Items from a dataset

━━━━━━━━━━━━━━━━━━━━

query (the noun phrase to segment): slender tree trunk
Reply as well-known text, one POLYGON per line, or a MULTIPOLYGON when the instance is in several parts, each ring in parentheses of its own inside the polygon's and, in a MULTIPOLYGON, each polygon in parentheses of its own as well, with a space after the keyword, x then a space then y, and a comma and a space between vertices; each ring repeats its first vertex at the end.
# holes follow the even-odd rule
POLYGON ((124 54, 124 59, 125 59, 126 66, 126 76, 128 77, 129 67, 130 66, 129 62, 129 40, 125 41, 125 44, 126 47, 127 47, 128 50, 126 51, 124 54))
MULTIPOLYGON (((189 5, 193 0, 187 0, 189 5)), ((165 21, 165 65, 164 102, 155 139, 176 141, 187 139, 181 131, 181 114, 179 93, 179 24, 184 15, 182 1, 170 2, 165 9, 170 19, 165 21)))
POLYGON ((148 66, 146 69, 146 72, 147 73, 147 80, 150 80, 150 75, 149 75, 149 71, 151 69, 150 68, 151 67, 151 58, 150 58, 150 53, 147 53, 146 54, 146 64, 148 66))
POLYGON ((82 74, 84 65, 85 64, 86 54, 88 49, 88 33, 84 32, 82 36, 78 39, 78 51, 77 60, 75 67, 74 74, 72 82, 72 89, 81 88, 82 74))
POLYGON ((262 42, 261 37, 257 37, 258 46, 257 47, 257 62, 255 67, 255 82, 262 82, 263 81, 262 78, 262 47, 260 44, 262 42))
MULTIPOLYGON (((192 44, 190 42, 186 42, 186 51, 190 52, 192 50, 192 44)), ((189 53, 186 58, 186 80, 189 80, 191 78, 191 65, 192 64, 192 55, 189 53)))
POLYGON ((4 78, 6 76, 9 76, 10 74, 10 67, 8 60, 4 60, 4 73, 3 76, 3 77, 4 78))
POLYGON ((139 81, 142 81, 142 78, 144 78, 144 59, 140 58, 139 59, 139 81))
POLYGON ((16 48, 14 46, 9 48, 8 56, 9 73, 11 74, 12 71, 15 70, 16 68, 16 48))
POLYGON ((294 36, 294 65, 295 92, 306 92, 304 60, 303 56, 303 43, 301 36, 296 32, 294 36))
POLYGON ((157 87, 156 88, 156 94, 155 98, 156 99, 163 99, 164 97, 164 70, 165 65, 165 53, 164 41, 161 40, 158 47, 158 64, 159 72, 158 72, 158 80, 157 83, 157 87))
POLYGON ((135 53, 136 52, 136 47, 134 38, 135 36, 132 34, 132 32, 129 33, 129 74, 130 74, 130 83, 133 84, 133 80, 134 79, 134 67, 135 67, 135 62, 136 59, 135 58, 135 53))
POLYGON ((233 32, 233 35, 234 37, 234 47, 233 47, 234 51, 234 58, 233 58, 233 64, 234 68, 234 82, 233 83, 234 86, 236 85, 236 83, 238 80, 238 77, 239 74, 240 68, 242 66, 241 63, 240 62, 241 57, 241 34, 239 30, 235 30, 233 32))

━━━━━━━━━━━━━━━━━━━━

### THE PROBLEM:
Retype all of the rows above, line for line, without changing a single character.

### WRITTEN RESPONSE:
query (the noun phrase to segment): slender tree trunk
Reply as well-known text, one POLYGON per line, or a MULTIPOLYGON when the instance is in several parts, each ring in parentheses of its own inside the polygon's and, in a MULTIPOLYGON, each polygon in parentheses of its own as well, with a space after the keyword, x then a space then y, and a comma and a space between vertices; each ring repeats its first vertex at the end.
# holes follow the even-odd rule
POLYGON ((124 54, 124 59, 125 59, 126 66, 126 76, 128 77, 129 67, 130 66, 129 62, 129 40, 125 41, 125 44, 126 47, 127 47, 128 50, 126 51, 124 54))
MULTIPOLYGON (((189 5, 193 0, 187 0, 189 5)), ((165 21, 165 65, 164 102, 155 139, 176 141, 187 139, 181 131, 181 114, 179 93, 179 24, 184 15, 182 1, 170 2, 165 9, 170 19, 165 21)))
POLYGON ((148 66, 146 69, 146 72, 147 73, 147 80, 150 80, 150 75, 149 75, 149 71, 151 69, 150 68, 151 67, 151 58, 150 58, 150 53, 147 53, 146 54, 146 64, 148 66))
POLYGON ((82 74, 84 65, 85 64, 86 54, 88 49, 88 33, 84 32, 82 36, 78 39, 78 51, 77 60, 75 67, 74 74, 72 82, 72 89, 81 88, 82 74))
POLYGON ((262 42, 261 37, 257 37, 258 46, 257 47, 257 62, 255 67, 255 82, 262 82, 263 81, 262 78, 262 47, 260 44, 262 42))
MULTIPOLYGON (((192 44, 190 42, 186 42, 186 51, 190 52, 192 50, 192 44)), ((189 53, 186 58, 186 80, 189 80, 191 78, 191 65, 192 64, 192 55, 189 53)))
POLYGON ((4 78, 6 76, 9 76, 10 74, 10 67, 8 60, 4 60, 4 73, 3 76, 3 77, 4 78))
POLYGON ((139 81, 142 81, 142 78, 144 78, 144 59, 140 58, 139 59, 139 81))
POLYGON ((16 48, 14 46, 9 48, 8 56, 9 73, 11 74, 12 71, 15 70, 16 68, 16 48))
POLYGON ((294 36, 294 65, 295 92, 306 92, 304 60, 303 56, 303 43, 301 36, 296 32, 294 36))
POLYGON ((157 87, 156 88, 156 94, 155 98, 156 99, 163 99, 164 97, 164 70, 165 65, 165 53, 164 41, 161 40, 158 47, 158 64, 159 72, 158 72, 158 80, 157 83, 157 87))
POLYGON ((135 53, 136 52, 136 47, 134 38, 135 36, 132 34, 132 32, 129 33, 129 74, 130 74, 130 83, 133 84, 133 80, 134 79, 134 67, 135 67, 135 62, 136 59, 135 58, 135 53))
POLYGON ((233 32, 233 35, 234 37, 234 47, 233 47, 234 51, 234 58, 233 58, 233 64, 234 68, 234 82, 233 83, 234 86, 236 85, 236 83, 238 80, 238 77, 239 74, 240 68, 242 66, 241 63, 240 62, 241 57, 241 34, 239 30, 235 30, 233 32))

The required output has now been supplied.